Excerpted data:
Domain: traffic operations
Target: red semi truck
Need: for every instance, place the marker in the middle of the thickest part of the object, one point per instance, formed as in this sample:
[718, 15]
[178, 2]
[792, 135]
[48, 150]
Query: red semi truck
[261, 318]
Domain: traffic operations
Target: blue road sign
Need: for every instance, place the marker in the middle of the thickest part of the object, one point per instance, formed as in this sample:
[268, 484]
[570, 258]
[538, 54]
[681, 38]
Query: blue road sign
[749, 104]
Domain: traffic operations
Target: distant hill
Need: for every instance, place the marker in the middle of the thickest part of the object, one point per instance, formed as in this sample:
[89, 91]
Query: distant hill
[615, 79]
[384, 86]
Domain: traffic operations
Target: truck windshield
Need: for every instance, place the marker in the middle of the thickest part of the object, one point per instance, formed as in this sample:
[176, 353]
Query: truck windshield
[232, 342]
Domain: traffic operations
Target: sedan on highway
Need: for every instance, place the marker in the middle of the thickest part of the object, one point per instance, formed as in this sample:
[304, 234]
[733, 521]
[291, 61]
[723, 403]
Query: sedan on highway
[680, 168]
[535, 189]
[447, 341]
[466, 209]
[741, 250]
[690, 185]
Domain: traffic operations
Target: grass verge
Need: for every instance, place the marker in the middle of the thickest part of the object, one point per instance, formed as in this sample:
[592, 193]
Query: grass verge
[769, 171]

Do this: Using the data above, return each line exactly as written.

Result of this exercise:
Domain: traffic operations
Target: red semi truck
Need: for every instance, place the marker in the middle of the thickest part of the object, one point per instance, formed as in this sample:
[718, 15]
[178, 2]
[792, 135]
[48, 150]
Query: red semi truck
[261, 318]
Domain: traffic operations
Target: blue road sign
Need: for every instance, place the marker in the middle of the thickest part of the object, one point per instance, formed as in this sample:
[268, 484]
[570, 258]
[538, 54]
[681, 38]
Query: blue road sign
[749, 104]
Domain: traffic operations
Target: distant hill
Need: for every instance, place the marker in the middle of the thickest part of the object, one point per instance, formed as in this sample:
[89, 91]
Query: distant hill
[615, 79]
[384, 86]
Domain: traffic operations
Target: truck windshield
Need: for every instance, place the marker in the middle of the thickest part of the object, one point per instance, formed as in this sample:
[176, 353]
Query: truck windshield
[232, 342]
Domain: traffic operations
Target: sedan on highway
Need: for every instance, place the marker in the middle of the thickest part of the object, one point per instance, formed as in this sample:
[304, 234]
[733, 521]
[291, 61]
[723, 403]
Query: sedan on highway
[680, 168]
[535, 189]
[447, 341]
[466, 209]
[741, 250]
[690, 185]
Domain: traffic operations
Target: grass verge
Need: for every instance, place the marker in the middle of the thickest part of the object, one point per instance, formed as in this sample:
[592, 193]
Query: grass verge
[769, 171]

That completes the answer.